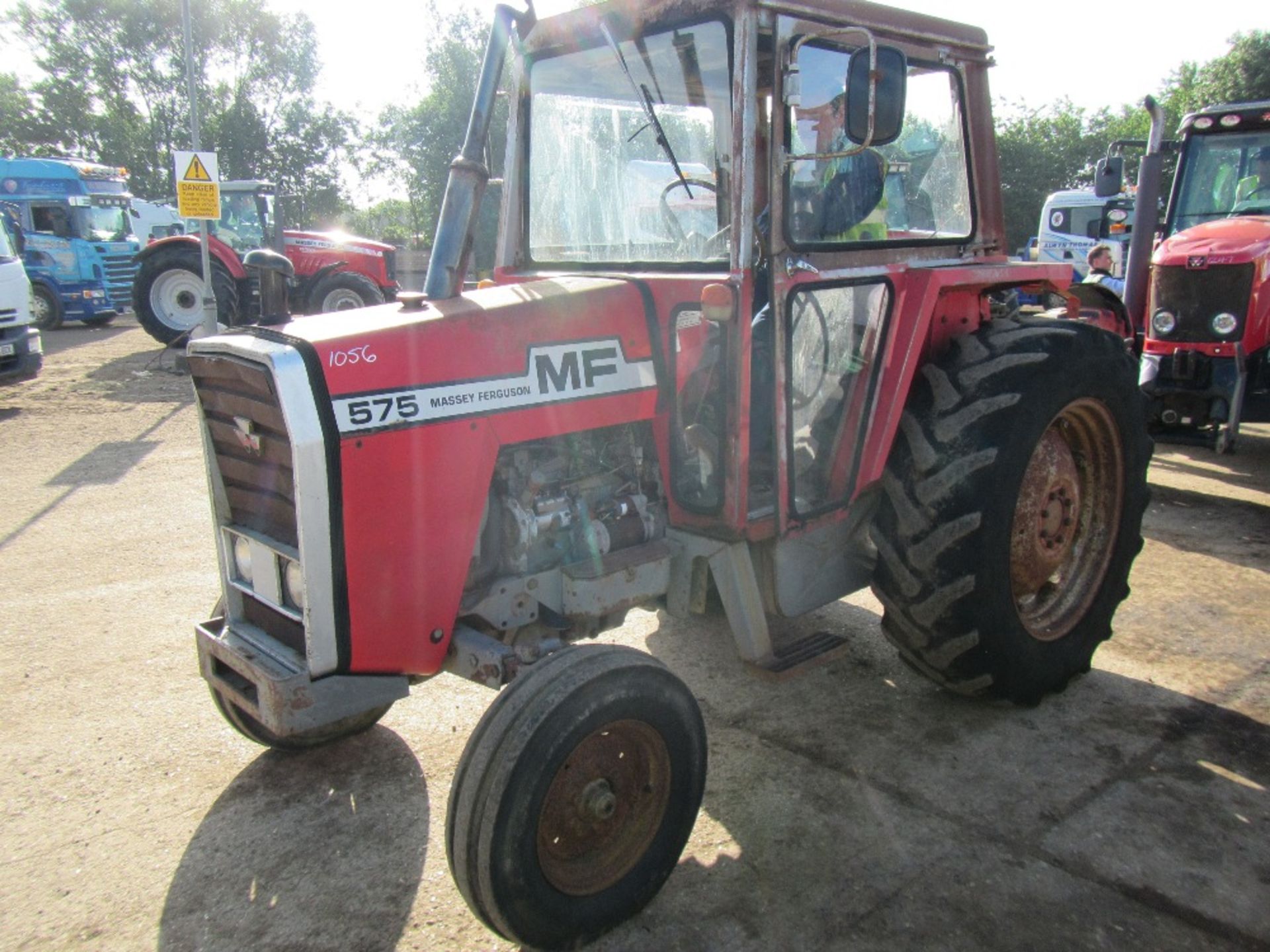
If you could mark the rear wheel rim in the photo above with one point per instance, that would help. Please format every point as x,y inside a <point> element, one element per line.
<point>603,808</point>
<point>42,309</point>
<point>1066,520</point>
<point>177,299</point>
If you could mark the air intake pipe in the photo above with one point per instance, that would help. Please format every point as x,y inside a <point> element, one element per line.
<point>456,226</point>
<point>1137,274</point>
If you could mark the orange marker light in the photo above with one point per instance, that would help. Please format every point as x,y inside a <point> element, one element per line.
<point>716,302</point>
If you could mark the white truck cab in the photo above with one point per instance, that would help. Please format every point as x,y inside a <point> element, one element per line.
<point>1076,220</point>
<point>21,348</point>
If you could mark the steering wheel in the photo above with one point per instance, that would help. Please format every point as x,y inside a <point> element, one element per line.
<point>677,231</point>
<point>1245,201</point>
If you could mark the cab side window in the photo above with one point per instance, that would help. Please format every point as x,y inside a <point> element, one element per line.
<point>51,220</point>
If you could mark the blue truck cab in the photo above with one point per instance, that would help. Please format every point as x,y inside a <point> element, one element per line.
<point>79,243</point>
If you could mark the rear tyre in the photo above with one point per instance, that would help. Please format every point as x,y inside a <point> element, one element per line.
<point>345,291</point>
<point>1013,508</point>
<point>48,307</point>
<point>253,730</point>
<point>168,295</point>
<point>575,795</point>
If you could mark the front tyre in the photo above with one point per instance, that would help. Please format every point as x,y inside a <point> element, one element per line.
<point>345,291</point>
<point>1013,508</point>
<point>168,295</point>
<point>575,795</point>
*-*-*
WHAT YOU NEED TO DO:
Put every line of the items above into a single numbered list, skipping blank lines and leaving out the pictures.

SOLUTION FOR THIS EXERCISE:
1. If you could mark the rear wheel rim in the photo above with one point per instance, that would help. Please format every point as x,y inside a <point> element, one element per line.
2. <point>603,808</point>
3. <point>42,309</point>
4. <point>1066,520</point>
5. <point>177,299</point>
6. If you could mark the air intake pipe in the photo above with one point per instance, that would help. Please format every point as x,y inside a <point> element, one element per line.
7. <point>456,226</point>
8. <point>1137,274</point>
9. If you could mark the orange marker light in the photo above with one point per instance, that would help. Please format every point as x,y inside a <point> element, one element per line.
10. <point>716,302</point>
11. If you could mark the white truck cab in the photo above with one point per instance, that would help. Please format every point as x,y inside a <point> element, one element per line.
12. <point>1076,220</point>
13. <point>21,348</point>
14. If you could mark the steering wheel in the photo above with one point per instance, that would help. Please format every point as x,y inside a <point> element, one element per line.
15. <point>677,231</point>
16. <point>1245,201</point>
17. If you could mark the cab side window in the photo above with one point per instance, that would help. Please format every point as x,y inside a <point> element, one element per line.
18. <point>51,220</point>
19. If you could mark the blue truck cab in the photo above with one point per instance, that would help. Please format every point as x,y inside a <point> element, one element per line.
20. <point>79,243</point>
21. If you could mark the rear tyre in the photo above with one point per instance, that would help. Please format every point as x,y inside a <point> element, one element per line.
22. <point>345,291</point>
23. <point>1013,508</point>
24. <point>48,307</point>
25. <point>253,730</point>
26. <point>168,295</point>
27. <point>575,795</point>
28. If you could mark the front tyre in the photo above with one point per instance, that would help. Please format every point as x,y inside a <point> element, one element per line.
29. <point>345,291</point>
30. <point>1013,508</point>
31. <point>168,295</point>
32. <point>575,795</point>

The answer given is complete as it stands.